2.2. Online Updating of Feature Network

The feature network of the deep correlation filter tracking model is usually obtained by offline pre-training, and the pre-trained feature network is not modified during the whole tracking process. For more stable tracking scenarios, not modifying the feature network during the tracking process will not have a significant impact on the performance of the tracker. However, in the practical application of object tracking, the tracking scene often changes with factors such as illumination and the motion state of the target. Offline pre-trained feature networks have difficulty adapting to such changes. Similarly, the pruned network based on the offline pre-trained feature network is also difficult to adapt to such changes in the tracking environment, and therefore cannot accurately extract target features, resulting in the performance degradation of the tracker. Therefore, to improve the ability of the feature network to adapt to complex scene changes, one of the effective ways is to optimize the parameters of the feature network through an online update.

Nam et al. [19] used two strategies to update the network online. The first was to action a long-term update of the network after each fixed frame interval. The second was to action a short-term update of the network when the failure of tracking was detected. Song et al. [20] proposed the CREST (convolutional residual learning scheme for visual tracking) algorithm, which captures changes in target appearance in a residual learning manner and updates the network every fixed frame interval. It effectively improves the robustness of the network when the appearance of the target significantly changes. Qiu et al. [28] used “first frame updating”, “interval frame updating”, and “failure updating” to update the network. That is, using the first frame so the network initially learns the characteristics of the current target; using the high-score samples of frames with several intervals to update the network; and using high-score samples to update the network when the tracking fails, which can improve the characterization ability of the network. Most of the above methods use fixed intervals to update the network. Although they can partially solve the network adaptability problem, the algorithm lacks flexibility and universality, and cannot completely solve the actual adaptability problem in the tracking process. Unlike fixed-interval updating strategies, Yang et al. [3] used SSIM to determine the similarity of tracking boxes in two consecutive frames in real-time during the tracking process, and only updated the feature network when SSIM was below a certain threshold. This not only considers the disturbing factors that cause the decrease in tracking accuracy more comprehensively and reduces the calculation workload, but also considers the actual changes in the tracking process and ensures the robustness of the model.

> _Short exercise_
Answer these questions about the passage on online updating of the feature network.
1. How is the feature network of the deep correlation filter tracking model usually obtained?
2. In what manner does the CREST algorithm capture changes in target appearance?
3. Under what condition did Yang et al. update the feature network?

> _Given information_
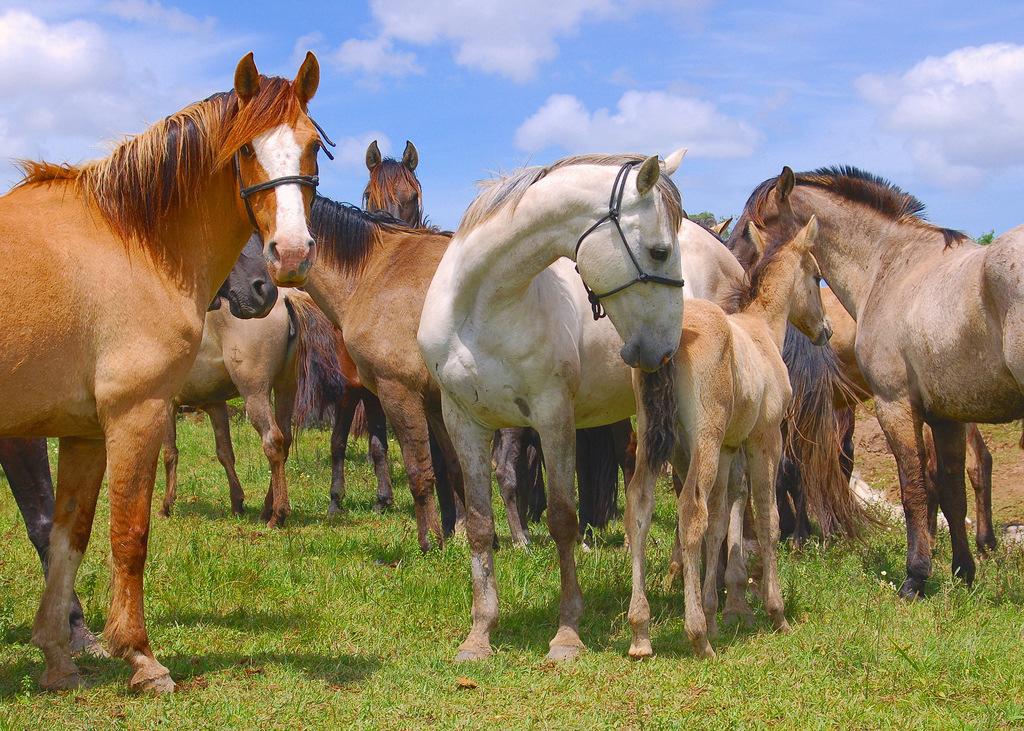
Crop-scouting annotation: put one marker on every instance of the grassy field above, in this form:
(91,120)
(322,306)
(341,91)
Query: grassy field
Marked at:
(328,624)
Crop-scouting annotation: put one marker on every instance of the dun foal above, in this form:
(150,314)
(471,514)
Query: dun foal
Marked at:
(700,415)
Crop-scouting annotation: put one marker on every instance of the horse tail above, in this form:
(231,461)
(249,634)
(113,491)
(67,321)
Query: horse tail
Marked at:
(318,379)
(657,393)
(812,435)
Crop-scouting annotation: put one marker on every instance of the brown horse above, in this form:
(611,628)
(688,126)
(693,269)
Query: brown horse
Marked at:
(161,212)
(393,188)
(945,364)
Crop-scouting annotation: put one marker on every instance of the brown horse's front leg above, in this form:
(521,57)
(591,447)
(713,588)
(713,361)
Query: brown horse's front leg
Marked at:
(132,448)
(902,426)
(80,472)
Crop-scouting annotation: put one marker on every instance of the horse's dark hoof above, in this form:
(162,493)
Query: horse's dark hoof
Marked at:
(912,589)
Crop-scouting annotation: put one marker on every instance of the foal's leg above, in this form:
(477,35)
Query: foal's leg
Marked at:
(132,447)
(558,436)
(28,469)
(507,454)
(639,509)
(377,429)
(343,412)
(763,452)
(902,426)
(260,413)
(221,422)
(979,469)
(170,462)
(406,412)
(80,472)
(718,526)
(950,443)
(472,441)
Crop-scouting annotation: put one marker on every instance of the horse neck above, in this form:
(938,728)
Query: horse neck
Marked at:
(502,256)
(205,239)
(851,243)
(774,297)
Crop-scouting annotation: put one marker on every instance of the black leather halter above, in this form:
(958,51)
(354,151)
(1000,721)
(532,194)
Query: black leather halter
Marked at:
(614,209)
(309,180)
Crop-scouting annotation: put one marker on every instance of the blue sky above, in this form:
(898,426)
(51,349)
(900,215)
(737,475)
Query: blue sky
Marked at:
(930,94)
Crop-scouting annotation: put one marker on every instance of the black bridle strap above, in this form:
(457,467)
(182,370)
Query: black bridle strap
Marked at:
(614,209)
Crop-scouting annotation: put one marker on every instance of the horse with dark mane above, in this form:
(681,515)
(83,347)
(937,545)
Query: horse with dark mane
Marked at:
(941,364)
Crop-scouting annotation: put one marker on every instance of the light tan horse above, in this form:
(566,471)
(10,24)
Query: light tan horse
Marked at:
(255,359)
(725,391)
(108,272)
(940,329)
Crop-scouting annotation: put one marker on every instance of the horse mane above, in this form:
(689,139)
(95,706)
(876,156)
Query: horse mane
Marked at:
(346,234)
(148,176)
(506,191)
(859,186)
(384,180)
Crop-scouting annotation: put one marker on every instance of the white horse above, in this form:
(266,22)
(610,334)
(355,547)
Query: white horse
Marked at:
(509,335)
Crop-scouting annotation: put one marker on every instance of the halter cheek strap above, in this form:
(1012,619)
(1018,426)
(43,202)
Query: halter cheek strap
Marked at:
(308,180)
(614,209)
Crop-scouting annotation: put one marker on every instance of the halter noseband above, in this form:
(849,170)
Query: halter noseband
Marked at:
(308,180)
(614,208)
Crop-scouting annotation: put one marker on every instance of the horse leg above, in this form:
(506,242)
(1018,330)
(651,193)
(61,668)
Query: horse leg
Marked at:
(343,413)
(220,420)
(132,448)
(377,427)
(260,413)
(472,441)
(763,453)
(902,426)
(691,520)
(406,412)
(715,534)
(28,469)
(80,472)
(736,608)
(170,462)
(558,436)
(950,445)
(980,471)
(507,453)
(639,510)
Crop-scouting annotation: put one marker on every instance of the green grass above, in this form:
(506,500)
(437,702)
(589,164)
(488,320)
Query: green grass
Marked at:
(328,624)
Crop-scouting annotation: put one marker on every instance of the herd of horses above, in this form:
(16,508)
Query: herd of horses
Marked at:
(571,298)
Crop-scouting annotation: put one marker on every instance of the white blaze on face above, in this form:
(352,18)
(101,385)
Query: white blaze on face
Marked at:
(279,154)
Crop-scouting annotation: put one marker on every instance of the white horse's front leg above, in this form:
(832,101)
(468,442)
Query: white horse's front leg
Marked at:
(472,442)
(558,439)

> _Result of this task_
1. By offline pre-training.
2. In a residual learning manner.
3. Only when the SSIM between the tracking boxes in two consecutive frames was below a certain threshold.